Records from a data collection
"""

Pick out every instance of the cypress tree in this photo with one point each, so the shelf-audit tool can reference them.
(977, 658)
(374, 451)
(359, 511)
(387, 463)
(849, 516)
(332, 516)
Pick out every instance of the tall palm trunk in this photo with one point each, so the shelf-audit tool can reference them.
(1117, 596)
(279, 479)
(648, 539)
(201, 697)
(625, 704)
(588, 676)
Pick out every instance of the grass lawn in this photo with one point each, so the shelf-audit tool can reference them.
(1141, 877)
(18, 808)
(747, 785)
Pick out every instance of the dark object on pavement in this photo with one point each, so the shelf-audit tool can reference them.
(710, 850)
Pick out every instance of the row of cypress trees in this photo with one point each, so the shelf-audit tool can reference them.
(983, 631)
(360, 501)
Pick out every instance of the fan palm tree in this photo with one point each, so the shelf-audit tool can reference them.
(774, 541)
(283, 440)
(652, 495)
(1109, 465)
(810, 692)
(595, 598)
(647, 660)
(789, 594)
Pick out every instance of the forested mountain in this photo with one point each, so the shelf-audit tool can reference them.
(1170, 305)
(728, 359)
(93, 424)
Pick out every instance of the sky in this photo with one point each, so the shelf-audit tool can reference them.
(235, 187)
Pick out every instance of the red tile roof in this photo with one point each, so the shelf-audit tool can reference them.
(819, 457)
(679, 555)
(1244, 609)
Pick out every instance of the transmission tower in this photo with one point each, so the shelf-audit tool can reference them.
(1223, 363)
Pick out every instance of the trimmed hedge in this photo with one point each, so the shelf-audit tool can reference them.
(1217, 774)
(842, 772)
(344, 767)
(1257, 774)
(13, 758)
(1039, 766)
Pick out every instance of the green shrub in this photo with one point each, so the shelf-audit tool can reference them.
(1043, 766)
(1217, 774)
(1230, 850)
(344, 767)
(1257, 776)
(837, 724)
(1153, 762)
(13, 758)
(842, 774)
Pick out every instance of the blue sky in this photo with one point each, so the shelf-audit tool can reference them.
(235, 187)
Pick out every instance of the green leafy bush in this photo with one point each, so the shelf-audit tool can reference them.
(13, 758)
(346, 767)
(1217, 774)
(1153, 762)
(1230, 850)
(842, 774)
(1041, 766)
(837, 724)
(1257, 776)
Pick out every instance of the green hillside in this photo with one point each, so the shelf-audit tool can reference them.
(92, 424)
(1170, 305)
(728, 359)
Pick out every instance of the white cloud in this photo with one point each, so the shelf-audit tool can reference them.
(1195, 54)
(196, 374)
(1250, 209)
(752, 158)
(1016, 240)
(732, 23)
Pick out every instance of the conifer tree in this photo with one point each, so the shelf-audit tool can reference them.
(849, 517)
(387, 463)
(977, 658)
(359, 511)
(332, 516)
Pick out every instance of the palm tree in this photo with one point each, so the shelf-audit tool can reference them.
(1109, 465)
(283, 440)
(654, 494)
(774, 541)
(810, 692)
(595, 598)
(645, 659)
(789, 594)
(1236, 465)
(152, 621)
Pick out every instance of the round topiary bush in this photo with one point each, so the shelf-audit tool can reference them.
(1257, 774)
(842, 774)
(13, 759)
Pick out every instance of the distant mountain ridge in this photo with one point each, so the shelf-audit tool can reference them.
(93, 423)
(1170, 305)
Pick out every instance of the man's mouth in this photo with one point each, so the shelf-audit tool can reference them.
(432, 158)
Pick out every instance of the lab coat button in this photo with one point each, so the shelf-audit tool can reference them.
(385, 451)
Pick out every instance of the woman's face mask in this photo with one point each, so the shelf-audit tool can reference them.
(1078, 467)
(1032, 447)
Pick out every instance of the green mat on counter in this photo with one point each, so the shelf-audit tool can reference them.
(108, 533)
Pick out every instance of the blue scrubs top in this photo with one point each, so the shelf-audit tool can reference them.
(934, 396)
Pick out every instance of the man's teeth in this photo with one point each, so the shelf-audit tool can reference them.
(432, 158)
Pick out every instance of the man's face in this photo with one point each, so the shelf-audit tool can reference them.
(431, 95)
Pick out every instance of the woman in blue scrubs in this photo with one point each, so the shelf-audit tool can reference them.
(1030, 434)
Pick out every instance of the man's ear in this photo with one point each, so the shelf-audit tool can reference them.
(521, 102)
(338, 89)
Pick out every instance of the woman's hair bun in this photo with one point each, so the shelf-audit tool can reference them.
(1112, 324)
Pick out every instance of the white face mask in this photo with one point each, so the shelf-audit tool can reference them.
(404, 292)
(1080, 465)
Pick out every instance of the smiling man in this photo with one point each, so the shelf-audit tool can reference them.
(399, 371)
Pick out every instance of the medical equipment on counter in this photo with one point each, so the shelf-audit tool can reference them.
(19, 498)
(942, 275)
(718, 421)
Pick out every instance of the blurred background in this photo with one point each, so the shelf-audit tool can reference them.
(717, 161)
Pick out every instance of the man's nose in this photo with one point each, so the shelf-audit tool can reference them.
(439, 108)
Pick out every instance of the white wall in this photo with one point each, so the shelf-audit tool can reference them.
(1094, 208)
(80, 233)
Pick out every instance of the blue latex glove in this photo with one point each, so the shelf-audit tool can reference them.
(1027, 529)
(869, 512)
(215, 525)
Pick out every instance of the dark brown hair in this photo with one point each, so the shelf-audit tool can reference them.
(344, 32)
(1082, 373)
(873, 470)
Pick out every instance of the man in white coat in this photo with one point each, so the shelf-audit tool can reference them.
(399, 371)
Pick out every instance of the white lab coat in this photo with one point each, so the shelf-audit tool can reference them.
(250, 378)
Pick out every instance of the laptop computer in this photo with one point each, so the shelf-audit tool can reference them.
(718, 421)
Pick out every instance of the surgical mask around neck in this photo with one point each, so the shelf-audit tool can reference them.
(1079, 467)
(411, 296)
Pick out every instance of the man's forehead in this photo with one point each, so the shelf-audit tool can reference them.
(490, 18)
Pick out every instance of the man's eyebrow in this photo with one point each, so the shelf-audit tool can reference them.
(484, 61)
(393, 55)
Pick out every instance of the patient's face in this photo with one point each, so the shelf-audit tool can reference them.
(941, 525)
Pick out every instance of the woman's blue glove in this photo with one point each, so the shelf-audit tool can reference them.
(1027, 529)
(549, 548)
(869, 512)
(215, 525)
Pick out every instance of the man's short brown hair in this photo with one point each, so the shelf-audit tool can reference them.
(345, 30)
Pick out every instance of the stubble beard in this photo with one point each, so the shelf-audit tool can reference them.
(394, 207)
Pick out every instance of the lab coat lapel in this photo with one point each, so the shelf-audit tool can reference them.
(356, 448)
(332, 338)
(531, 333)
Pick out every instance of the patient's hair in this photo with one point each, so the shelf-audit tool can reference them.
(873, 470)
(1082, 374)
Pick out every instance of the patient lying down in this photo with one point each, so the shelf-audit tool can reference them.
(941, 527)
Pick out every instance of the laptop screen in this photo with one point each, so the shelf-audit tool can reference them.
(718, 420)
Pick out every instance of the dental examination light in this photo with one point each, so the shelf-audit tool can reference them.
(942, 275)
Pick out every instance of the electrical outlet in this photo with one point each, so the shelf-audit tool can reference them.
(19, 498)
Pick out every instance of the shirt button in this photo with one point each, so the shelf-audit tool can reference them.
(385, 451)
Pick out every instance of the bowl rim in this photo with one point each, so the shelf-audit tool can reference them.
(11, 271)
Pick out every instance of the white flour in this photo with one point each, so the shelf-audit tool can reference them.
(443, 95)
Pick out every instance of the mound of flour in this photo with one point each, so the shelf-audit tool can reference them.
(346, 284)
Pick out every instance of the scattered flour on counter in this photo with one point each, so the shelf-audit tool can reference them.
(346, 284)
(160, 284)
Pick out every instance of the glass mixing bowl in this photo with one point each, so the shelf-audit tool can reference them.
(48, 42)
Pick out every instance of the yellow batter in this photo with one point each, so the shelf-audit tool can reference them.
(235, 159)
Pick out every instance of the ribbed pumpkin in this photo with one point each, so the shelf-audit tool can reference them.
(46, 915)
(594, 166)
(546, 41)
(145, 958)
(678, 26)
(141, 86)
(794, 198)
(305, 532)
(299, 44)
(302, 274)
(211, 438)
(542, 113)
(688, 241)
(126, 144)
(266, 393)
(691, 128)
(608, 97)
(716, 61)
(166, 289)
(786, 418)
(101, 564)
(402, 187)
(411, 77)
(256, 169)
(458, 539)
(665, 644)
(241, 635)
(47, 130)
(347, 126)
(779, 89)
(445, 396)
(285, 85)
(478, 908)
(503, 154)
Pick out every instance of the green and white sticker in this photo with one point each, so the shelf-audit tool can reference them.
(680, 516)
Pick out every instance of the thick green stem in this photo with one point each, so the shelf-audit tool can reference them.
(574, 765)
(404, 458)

"""

_REQUEST_
Please write out the data from the line with "Pick out every instance of the sky" up to and including the line with "(1244, 609)", changing "red tile roof" to "terracotta roof" and keeping everything else the same.

_WRITTEN ANSWER_
Pick out every instance of the sky in this photo with one point each, so the shelf-audit tool can reference them.
(235, 187)
Pick out every instance of the terracotta roof in this photo with one point each, so the shelf-audit tool can reference them.
(819, 457)
(679, 555)
(1244, 609)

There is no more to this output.